* [Document text]:
I have quite a few Eheim classic canister filters, most of which are more than 10 years old. They are quiet when the impeller and chamber are clean. Recently, I have replaced all of the Ehfisubstrat Pro (that is supplied) with Siporax. The Siporax seems to do a much better job of nitrate rduction than does the Ehfisubstrat Pro. 

2215 or 2217 will be fine for your tank. 2217 might need to have the flow stopped down a bit. The newer Eheim filters are a bit easier to clean due to the media baskets. I have one of these as well (Pro III) and it seems a bit quieter to me. All in all, you can't go wrong with Eheim. They last almost forever, are easily repairable and do a fine job.

Bruce


----------



## PlantedRich (Jul 21, 2010)

It always pays to cross check info and this is one of those times?
I have not bought a 22217 lately. They do last a long time. That's good but then I don't find those I have bought have trays. One of the downsides to the older design, perhaps? Check that to be sure before buying. 
One of the things that led me to buy 2075 instead was the lack of trays in the Classic line. But then my plan to stay with Ehiem and the 2071 thru 2075 lineup with the trays, also fell through as they were removed from the market. 
So, while I was a die-hard Eheim fan, I am now moving to Sunsun when needing new filters. I find the 304B to be a good alternate for the 2217 but with some of the newer features like media trays, etc. 

Picture here for reference? 
Eheim 2217 Classic Canister Filter - Up to 159 gal.


----------



## wading_in (Feb 20, 2017)

I don't know if you are still looking but I have a Marineland C-360 running and I do not hear a thing

I keep checking to make sure it is actually running


----------



## Hephaestus (Feb 2, 2017)

I love Eheims. Completely silent unless something is wrong with it. You can use whatever filter media you want in them. It's really easy to customize the trays. Whichever one you get, if you feel you don't have a high enough flow rate, I'd just add a powerhead or two.


----------



## PlantedRich (Jul 21, 2010)

Hephaestus said:


> I love Eheims. Completely silent unless something is wrong with it. You can use whatever filter media you want in them. It's really easy to customize the trays. Whichever one you get, if you feel you don't have a high enough flow rate, I'd just add a powerhead or two.


Does the 2217 have trays now?


----------



## clownplanted (Mar 3, 2017)

I know you are probably stuck on Eheim but I have a Fluval FX4 and I cannot hear it at all. I have to feel the hose to make sure it's on and the flow is great. With the drain makes water changes super easy with a hose quick connect. And super easy to do maintenance. Tons of room for whatever media you want to run. Mine has been running strong for nearly a year now. 


Sent from my iPhone using Tapatalk


----------



## NickAu (Feb 24, 2017)

Hi

I use Biopro External Canister Filter's, they are cheap quiet easily primed, I have 2x 1200 lph on my 6 foot tank they are over 4 years old and still silent and work great.

Biopro External Canister Filter 800 lph Including Media Aquarium Fish Tank Filter


----------



## Hephaestus (Feb 2, 2017)

PlantedRich said:


> Does the 2217 have trays now?


Not so much trays. They've got a couple of plates at the top and bottom that hold the layered filter media between them. At least I think that's how they are, I don't have a 2217 right now. The old one I had was like this.

Dataset entries:
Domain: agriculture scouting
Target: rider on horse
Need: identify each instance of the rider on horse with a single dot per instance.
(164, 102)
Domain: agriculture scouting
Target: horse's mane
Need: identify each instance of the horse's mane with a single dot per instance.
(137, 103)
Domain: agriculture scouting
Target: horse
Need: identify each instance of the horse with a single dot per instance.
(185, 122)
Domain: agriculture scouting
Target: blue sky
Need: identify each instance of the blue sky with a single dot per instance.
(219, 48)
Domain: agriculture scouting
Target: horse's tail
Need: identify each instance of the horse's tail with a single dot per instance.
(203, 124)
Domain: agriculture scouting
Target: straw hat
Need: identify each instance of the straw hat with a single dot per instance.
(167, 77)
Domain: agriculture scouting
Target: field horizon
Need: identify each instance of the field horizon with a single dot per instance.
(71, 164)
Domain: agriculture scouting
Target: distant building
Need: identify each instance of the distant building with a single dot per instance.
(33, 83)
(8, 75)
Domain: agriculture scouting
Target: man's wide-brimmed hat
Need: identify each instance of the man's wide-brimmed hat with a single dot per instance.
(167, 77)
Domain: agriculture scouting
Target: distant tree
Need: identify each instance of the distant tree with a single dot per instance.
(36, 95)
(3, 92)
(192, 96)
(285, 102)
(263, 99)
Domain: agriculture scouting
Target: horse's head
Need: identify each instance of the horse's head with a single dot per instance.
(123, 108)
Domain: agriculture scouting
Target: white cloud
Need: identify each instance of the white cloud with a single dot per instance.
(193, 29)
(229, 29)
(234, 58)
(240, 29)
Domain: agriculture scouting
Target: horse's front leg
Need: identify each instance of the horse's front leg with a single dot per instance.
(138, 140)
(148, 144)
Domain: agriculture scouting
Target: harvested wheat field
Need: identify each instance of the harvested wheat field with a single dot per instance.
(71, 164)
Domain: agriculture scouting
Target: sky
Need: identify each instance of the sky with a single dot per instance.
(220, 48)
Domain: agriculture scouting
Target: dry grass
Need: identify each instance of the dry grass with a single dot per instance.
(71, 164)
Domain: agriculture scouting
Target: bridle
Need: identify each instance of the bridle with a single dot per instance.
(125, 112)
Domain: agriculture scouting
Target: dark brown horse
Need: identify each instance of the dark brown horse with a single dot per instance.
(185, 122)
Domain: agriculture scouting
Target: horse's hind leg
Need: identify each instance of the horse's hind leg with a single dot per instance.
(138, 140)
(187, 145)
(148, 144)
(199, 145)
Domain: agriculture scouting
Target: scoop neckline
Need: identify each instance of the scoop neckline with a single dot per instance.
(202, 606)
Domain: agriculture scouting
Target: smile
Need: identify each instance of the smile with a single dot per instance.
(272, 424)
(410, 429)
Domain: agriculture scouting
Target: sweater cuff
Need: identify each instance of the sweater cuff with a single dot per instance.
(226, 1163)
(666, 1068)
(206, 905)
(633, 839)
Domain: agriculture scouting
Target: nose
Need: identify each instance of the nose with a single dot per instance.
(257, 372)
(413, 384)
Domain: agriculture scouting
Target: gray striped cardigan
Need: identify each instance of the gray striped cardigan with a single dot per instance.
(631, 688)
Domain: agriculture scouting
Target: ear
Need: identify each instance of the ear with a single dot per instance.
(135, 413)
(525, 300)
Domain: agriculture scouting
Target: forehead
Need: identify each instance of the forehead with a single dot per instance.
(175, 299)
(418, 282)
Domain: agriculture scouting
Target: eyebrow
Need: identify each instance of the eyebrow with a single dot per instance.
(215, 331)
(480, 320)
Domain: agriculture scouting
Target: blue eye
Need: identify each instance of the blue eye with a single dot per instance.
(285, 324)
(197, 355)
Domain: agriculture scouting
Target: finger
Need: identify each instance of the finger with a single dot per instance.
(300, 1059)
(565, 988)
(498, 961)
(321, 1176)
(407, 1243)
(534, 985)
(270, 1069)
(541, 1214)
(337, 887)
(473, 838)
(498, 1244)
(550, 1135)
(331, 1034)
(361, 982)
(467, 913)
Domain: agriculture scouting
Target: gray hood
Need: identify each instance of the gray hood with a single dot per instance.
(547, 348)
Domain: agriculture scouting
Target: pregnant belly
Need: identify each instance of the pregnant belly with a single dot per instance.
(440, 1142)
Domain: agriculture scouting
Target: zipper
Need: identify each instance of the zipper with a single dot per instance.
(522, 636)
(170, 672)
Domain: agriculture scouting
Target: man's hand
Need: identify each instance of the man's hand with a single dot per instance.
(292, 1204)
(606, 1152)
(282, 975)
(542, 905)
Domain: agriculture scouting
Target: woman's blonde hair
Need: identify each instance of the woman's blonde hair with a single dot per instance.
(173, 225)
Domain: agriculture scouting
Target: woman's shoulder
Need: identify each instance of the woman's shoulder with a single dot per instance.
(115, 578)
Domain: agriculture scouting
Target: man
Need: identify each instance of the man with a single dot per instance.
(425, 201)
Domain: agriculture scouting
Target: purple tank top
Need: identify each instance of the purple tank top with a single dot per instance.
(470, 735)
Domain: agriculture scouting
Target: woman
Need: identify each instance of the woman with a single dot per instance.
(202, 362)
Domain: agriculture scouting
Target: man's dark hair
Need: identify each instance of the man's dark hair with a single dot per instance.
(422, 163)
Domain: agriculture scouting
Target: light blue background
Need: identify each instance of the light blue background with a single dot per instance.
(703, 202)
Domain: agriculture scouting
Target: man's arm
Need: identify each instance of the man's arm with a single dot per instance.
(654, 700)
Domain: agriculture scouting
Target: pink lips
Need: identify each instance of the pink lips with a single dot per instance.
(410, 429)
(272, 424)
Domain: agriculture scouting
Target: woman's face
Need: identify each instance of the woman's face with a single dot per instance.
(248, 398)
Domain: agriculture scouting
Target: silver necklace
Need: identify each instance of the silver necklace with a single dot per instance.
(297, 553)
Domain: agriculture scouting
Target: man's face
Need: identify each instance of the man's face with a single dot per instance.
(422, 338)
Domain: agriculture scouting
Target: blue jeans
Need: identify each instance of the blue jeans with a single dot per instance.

* [Tasks]:
1. In the canister filter discussion, what did the first poster use to replace the Ehfisubstrat Pro in the Eheim filters?
2. Carry on the canister filter discussion from the point where it stops.

* [Responses by task]:
1. Siporax.

2.
I've also used a Fluval FX-5 (awesome filter), and a couple of Sunsun filters. They were all good, although the Sunsun's were louder than the Eheim's when I had them. It's been a few years since I used a Sunsun, so they may have better quality now.


----------



## shamrock62081 (Jan 29, 2006)

PlantedRich said:


> Does the 2217 have trays now?


I just bought a 2217 this year for my 55gal after the great experience I had with my Eheim Ecco 2236. No trays on the 2217. The Eheim ECCO 2236 does have trays. Both are really quiet once the air bubbles work their way out after cleaning it. I think the trays will only make a difference when cleaning an needed to remove everything, but I find I don't have to do that but a couple times a year.


----------



## MtAnimals (May 17, 2015)

I love the Eheim pro 4 series.I have a 250 on my 45 next to the bed,I have to put my hand on it to see if it's running.It has trays and all media included.I liked it so much I got an Eheim 350 for my 55.

They're pricey,but IMO worth it knowing you have the best.

Which ever one you end up with,be sure to use automotive hose clamps for a good seal on the hoses.Don't trust the plastic things they come with.I bought a whole box of them at napa auto parts.

https://www.eheim.com/en_GB/products/technology/external-filters/professionel-4


----------



## PlantedRich (Jul 21, 2010)

Okay, I think we have got to the bottom of the 2217 having trays or not? But that brings the question of the value of trays, right?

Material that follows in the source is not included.